# WRITTEN EXERCISE 1
Answer these questions from the passage about Ann Walsh:
(a) What materials does she primarily work with?
(b) In what city and state was she born?
(c) Which art critic is named among those whose relationships influenced her development?
# WRITTEN EXERCISE 2
Copy out the stretch of the entries from the line that contains "In the UI screenshot above, locate the sky." through the line that contains "xmin=223 ymin=144 xmax=229 ymax=171", reproducing each line without change.
----- QUOTED TEXT
Ann Walsh is a visual artist, primarily working with paint, Plexiglas and vinyl. Her work has been displayed in The Everson Museum of Art, the Portland Museum of Art, the Saint-Gaudens National Historic Site and the Lori Bookstein Gallery, among others.

Walsh was born in Minneapolis, Minnesota, but received her bachelor of arts, then a masters of fine arts at Syracuse University in 1979. She later relocated to New York City, where she currently resides. She is married to fellow artist James Walsh.

Her artistic style has been compared to the color fields of Kenneth Noland and to sculptor Anne Truitt. She is a painter that usually works in three dimensions. Her work is described as "process-based", "formalist", "minimal or hard-edge" abstraction. Walsh's use of color, described as warm and nuanced, have been likened to Noland and Helen Frankenthaler. Her relationships with art critic Clement Greenberg, artists Jules Olitski, Anthony Caro and Noland, among others, have influenced her development.
----------
----- TASK MATERIAL
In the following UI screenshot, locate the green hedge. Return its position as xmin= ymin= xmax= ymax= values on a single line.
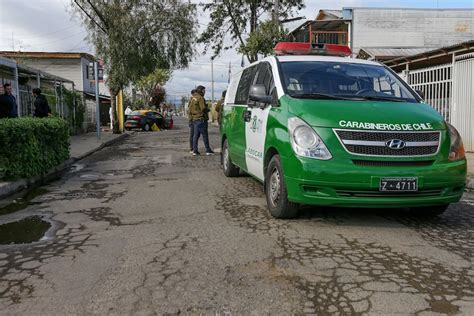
xmin=0 ymin=117 xmax=70 ymax=180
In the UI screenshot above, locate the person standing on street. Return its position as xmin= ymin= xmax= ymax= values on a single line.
xmin=3 ymin=83 xmax=18 ymax=117
xmin=189 ymin=86 xmax=214 ymax=156
xmin=125 ymin=105 xmax=133 ymax=120
xmin=0 ymin=85 xmax=12 ymax=119
xmin=33 ymin=88 xmax=51 ymax=117
xmin=187 ymin=89 xmax=196 ymax=154
xmin=216 ymin=90 xmax=227 ymax=126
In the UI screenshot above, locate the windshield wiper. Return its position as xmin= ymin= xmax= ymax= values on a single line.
xmin=291 ymin=93 xmax=353 ymax=100
xmin=357 ymin=95 xmax=408 ymax=102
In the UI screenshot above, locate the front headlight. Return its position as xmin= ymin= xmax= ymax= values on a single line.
xmin=288 ymin=117 xmax=332 ymax=160
xmin=446 ymin=122 xmax=466 ymax=161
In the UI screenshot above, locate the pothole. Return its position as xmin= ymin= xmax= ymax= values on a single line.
xmin=0 ymin=188 xmax=48 ymax=215
xmin=0 ymin=216 xmax=51 ymax=245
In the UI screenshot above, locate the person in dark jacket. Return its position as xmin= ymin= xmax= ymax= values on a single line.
xmin=33 ymin=88 xmax=51 ymax=117
xmin=3 ymin=83 xmax=18 ymax=117
xmin=0 ymin=85 xmax=12 ymax=119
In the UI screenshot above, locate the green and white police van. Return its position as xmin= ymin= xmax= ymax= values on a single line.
xmin=221 ymin=43 xmax=466 ymax=218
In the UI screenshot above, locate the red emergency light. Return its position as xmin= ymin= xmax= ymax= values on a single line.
xmin=273 ymin=42 xmax=352 ymax=57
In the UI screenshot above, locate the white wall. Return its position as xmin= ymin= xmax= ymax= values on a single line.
xmin=352 ymin=8 xmax=474 ymax=53
xmin=18 ymin=58 xmax=83 ymax=91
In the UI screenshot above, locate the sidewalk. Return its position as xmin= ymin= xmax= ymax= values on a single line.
xmin=0 ymin=132 xmax=130 ymax=199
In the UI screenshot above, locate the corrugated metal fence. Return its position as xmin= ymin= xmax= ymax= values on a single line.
xmin=401 ymin=53 xmax=474 ymax=151
xmin=408 ymin=64 xmax=453 ymax=122
xmin=451 ymin=53 xmax=474 ymax=151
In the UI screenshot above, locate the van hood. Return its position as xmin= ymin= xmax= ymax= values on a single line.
xmin=282 ymin=96 xmax=446 ymax=131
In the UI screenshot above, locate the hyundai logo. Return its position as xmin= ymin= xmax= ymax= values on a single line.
xmin=385 ymin=139 xmax=406 ymax=149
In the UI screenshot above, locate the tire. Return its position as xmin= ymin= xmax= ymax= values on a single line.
xmin=410 ymin=204 xmax=449 ymax=217
xmin=265 ymin=155 xmax=298 ymax=219
xmin=222 ymin=139 xmax=239 ymax=178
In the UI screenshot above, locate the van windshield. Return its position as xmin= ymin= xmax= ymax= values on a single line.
xmin=281 ymin=61 xmax=418 ymax=102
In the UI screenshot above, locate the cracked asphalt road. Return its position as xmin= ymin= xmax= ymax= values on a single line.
xmin=0 ymin=120 xmax=474 ymax=315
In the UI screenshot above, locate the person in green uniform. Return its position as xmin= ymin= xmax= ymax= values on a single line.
xmin=189 ymin=86 xmax=214 ymax=156
xmin=187 ymin=89 xmax=196 ymax=154
xmin=216 ymin=90 xmax=227 ymax=126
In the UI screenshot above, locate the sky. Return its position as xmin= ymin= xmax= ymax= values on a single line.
xmin=0 ymin=0 xmax=474 ymax=103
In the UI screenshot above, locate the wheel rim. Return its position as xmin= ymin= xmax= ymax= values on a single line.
xmin=269 ymin=168 xmax=281 ymax=206
xmin=223 ymin=144 xmax=229 ymax=171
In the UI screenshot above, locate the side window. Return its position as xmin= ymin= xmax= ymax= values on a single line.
xmin=255 ymin=62 xmax=275 ymax=94
xmin=235 ymin=65 xmax=257 ymax=104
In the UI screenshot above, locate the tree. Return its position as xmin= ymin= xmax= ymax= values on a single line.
xmin=238 ymin=20 xmax=288 ymax=56
xmin=198 ymin=0 xmax=304 ymax=62
xmin=71 ymin=0 xmax=197 ymax=132
xmin=134 ymin=68 xmax=171 ymax=104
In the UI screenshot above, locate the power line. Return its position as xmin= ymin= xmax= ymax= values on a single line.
xmin=0 ymin=25 xmax=77 ymax=40
xmin=74 ymin=0 xmax=107 ymax=34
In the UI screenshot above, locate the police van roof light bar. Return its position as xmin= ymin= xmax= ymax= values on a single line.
xmin=273 ymin=42 xmax=352 ymax=57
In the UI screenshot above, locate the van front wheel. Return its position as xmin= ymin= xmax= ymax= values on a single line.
xmin=265 ymin=155 xmax=298 ymax=219
xmin=222 ymin=139 xmax=239 ymax=177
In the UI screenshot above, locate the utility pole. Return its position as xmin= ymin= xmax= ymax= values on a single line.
xmin=273 ymin=0 xmax=280 ymax=24
xmin=211 ymin=57 xmax=214 ymax=102
xmin=94 ymin=61 xmax=100 ymax=139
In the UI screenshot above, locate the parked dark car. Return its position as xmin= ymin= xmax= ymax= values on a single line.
xmin=125 ymin=110 xmax=173 ymax=132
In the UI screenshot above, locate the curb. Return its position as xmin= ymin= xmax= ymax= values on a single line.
xmin=0 ymin=133 xmax=133 ymax=199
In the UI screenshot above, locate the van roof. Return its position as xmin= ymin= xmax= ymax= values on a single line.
xmin=278 ymin=55 xmax=380 ymax=66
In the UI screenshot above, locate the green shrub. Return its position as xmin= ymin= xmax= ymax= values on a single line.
xmin=0 ymin=117 xmax=70 ymax=180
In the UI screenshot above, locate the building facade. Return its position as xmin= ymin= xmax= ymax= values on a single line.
xmin=290 ymin=8 xmax=474 ymax=57
xmin=0 ymin=51 xmax=110 ymax=130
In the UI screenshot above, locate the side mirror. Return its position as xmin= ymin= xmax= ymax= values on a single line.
xmin=415 ymin=90 xmax=425 ymax=100
xmin=249 ymin=84 xmax=272 ymax=104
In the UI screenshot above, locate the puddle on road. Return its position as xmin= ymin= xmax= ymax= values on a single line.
xmin=0 ymin=216 xmax=51 ymax=245
xmin=0 ymin=188 xmax=49 ymax=215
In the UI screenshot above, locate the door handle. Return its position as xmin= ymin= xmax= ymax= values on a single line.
----------
# EXPECTED ANSWER 1
(a) Paint, Plexiglas and vinyl.
(b) Minneapolis, Minnesota.
(c) Clement Greenberg.

# EXPECTED ANSWER 2
In the UI screenshot above, locate the sky. Return its position as xmin= ymin= xmax= ymax= values on a single line.
xmin=0 ymin=0 xmax=474 ymax=103
In the UI screenshot above, locate the wheel rim. Return its position as xmin= ymin= xmax= ymax= values on a single line.
xmin=269 ymin=168 xmax=281 ymax=206
xmin=223 ymin=144 xmax=229 ymax=171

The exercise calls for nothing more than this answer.